SOURCE EXTRACT ▸
begin
Reputation: 13
My program reads in a large log file. It then searches the file for the IP and TIME(whatever is in the brackets).
5.63.145.71 - - [30/Jun/2013:08:04:46 -0500] "HEAD / HTTP/1.1" 200 - "-" "checks.panopta.com" 5.63.145.71 - - [30/Jun/2013:08:04:49 -0500] "HEAD / HTTP/1.1" 200 - "-" "checks.panopta.com" 5.63.145.71 - - [30/Jun/2013:08:04:51 -0500] "HEAD / HTTP/1.1" 200 - "-" "checks.panopta.com"
I want to read the whole file, and summarize the entries as follows:
Num 3 IP 5.63.145.1 TIME [30/Jun/2013:08:04:46 -0500] Number of entries, IP, TIME and DATE
What I have so far:
import re
x = open("logssss.txt")
dic={}
for line in x:
m = re.search(r"\b(?:[0-9]{1,3}\.){3}[0-9]{1,3}\b",line).group().split()
c = re.search(r"\[(.+)\]",line).group().split()
for i in range(len(m)):
try:
dic[m[i]] += 1
except:
dic[m[i]] = 1
k = dic.keys()
for i in range(len(k)):
print dic[k[i]], k[i]
The above code displays correctly now! Thanks.
6 199.21.99.83
1 5.63.145.71
EDIT: So how about adding c into my output now, the timestamps are going to differ obviously, but just getting one of the values, on the same line, is that possible?
end
CHALLENGE A ▸ Copy the entire log-parsing forum post word for word.

INPUT RECORDS ▸
begin
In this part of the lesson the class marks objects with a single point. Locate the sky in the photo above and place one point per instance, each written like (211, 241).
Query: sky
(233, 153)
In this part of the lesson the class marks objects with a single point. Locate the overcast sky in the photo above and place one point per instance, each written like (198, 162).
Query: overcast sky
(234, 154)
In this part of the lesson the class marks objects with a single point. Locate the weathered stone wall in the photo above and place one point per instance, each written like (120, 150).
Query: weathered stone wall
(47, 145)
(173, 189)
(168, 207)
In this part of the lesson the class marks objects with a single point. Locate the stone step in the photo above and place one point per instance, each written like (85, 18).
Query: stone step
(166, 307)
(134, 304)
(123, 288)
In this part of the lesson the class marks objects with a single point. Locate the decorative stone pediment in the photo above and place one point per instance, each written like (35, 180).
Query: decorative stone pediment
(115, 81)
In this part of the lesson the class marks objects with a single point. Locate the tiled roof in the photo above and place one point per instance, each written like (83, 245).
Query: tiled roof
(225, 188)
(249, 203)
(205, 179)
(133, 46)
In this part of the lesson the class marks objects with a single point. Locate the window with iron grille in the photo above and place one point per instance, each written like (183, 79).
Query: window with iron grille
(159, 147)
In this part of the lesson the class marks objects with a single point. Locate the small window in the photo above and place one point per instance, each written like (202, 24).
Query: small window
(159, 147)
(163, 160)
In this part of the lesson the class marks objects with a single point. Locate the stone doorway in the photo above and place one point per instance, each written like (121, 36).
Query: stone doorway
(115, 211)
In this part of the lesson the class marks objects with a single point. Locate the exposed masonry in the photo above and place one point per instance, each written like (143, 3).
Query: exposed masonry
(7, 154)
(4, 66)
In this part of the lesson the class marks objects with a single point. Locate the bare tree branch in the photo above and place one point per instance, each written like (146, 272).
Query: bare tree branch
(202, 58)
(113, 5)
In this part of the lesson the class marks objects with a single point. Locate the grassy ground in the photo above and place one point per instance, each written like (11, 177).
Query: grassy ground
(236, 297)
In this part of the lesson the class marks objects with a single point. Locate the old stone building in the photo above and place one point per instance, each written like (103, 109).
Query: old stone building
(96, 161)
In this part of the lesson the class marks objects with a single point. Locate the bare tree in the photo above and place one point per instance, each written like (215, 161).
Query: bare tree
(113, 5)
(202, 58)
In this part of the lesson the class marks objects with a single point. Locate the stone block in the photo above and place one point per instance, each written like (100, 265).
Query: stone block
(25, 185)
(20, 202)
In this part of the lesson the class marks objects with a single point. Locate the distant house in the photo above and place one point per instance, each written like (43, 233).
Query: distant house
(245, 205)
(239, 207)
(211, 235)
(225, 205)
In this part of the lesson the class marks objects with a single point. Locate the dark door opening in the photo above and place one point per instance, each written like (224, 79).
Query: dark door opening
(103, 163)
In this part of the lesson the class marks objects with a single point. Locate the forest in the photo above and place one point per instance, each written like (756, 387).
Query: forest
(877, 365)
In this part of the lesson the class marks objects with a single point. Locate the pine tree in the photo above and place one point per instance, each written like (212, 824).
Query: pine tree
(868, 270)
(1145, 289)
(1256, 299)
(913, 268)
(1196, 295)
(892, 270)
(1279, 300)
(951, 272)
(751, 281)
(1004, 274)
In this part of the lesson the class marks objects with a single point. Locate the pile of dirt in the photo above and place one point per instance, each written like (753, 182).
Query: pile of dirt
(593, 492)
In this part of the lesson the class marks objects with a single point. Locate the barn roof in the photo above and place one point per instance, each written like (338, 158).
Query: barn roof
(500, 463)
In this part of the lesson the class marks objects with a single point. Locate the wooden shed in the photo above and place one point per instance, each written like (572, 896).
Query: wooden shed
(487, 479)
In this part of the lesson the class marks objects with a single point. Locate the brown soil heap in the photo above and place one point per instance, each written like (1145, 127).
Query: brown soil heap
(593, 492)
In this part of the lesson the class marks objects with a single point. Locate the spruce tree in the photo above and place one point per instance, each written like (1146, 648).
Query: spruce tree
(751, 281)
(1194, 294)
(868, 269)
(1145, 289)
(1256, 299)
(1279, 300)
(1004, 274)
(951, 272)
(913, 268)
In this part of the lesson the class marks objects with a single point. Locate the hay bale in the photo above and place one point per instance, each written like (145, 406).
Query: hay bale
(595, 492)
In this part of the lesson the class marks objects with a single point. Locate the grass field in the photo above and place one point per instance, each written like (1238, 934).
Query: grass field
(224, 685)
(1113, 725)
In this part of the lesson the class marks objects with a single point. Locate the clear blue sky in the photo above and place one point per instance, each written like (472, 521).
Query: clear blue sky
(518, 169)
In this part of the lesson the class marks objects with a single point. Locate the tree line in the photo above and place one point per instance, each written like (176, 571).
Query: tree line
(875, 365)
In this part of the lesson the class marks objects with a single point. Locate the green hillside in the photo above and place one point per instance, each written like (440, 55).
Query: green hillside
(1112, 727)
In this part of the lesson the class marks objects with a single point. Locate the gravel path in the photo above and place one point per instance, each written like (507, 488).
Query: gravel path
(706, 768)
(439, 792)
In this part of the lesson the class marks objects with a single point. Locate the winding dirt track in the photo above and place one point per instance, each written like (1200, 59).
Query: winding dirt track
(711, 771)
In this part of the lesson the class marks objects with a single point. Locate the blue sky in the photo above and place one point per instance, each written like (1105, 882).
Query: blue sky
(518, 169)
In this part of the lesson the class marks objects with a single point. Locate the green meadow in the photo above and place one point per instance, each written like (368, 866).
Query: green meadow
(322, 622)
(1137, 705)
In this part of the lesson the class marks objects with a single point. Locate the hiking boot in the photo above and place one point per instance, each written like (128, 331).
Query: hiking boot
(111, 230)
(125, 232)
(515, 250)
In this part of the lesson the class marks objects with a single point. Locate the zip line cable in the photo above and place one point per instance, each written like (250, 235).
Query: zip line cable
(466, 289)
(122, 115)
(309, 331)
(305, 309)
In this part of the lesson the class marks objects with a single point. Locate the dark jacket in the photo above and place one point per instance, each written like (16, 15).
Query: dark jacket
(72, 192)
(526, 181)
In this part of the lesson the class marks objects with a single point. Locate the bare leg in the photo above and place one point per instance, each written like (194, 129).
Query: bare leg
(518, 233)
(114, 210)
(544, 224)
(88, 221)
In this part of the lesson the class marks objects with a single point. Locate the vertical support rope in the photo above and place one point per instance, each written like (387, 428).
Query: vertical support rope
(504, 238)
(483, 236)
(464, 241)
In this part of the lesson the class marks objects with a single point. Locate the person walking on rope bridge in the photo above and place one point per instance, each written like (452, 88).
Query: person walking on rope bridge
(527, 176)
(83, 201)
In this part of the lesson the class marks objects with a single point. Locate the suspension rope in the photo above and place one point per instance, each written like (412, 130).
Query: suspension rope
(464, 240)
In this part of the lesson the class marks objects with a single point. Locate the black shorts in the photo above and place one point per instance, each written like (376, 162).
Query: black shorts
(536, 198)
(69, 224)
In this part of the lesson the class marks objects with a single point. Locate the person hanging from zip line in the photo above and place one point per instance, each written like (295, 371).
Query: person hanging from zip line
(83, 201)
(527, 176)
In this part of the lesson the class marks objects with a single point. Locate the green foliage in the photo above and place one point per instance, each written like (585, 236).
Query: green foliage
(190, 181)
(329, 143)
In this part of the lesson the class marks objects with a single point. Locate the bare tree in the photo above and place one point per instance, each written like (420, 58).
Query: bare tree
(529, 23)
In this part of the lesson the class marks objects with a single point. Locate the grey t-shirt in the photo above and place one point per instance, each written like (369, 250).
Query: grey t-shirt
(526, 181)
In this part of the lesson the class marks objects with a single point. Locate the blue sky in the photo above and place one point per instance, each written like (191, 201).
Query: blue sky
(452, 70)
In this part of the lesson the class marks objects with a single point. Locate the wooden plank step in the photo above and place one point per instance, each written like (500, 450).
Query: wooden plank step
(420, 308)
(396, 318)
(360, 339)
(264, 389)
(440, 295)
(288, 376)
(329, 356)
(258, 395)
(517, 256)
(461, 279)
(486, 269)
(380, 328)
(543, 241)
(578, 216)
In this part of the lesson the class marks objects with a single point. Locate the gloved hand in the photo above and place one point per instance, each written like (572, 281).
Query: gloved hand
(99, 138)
end
CHALLENGE B ▸ Repeat the stretch of the records from the line containing "like (500, 450)." through the final line of the records, exactly as they appear, with nothing else.

ANSWER A ▸
Reputation: 13
My program reads in a large log file. It then searches the file for the IP and TIME(whatever is in the brackets).
5.63.145.71 - - [30/Jun/2013:08:04:46 -0500] "HEAD / HTTP/1.1" 200 - "-" "checks.panopta.com" 5.63.145.71 - - [30/Jun/2013:08:04:49 -0500] "HEAD / HTTP/1.1" 200 - "-" "checks.panopta.com" 5.63.145.71 - - [30/Jun/2013:08:04:51 -0500] "HEAD / HTTP/1.1" 200 - "-" "checks.panopta.com"
I want to read the whole file, and summarize the entries as follows:
Num 3 IP 5.63.145.1 TIME [30/Jun/2013:08:04:46 -0500] Number of entries, IP, TIME and DATE
What I have so far:
import re
x = open("logssss.txt")
dic={}
for line in x:
m = re.search(r"\b(?:[0-9]{1,3}\.){3}[0-9]{1,3}\b",line).group().split()
c = re.search(r"\[(.+)\]",line).group().split()
for i in range(len(m)):
try:
dic[m[i]] += 1
except:
dic[m[i]] = 1
k = dic.keys()
for i in range(len(k)):
print dic[k[i]], k[i]
The above code displays correctly now! Thanks.
6 199.21.99.83
1 5.63.145.71
EDIT: So how about adding c into my output now, the timestamps are going to differ obviously, but just getting one of the values, on the same line, is that possible?

ANSWER B ▸
In this part of the lesson the class marks objects with a single point. Locate the wooden plank step in the photo above and place one point per instance, each written like (500, 450).
Query: wooden plank step
(420, 308)
(396, 318)
(360, 339)
(264, 389)
(440, 295)
(288, 376)
(329, 356)
(258, 395)
(517, 256)
(461, 279)
(486, 269)
(380, 328)
(543, 241)
(578, 216)
In this part of the lesson the class marks objects with a single point. Locate the gloved hand in the photo above and place one point per instance, each written like (572, 281).
Query: gloved hand
(99, 138)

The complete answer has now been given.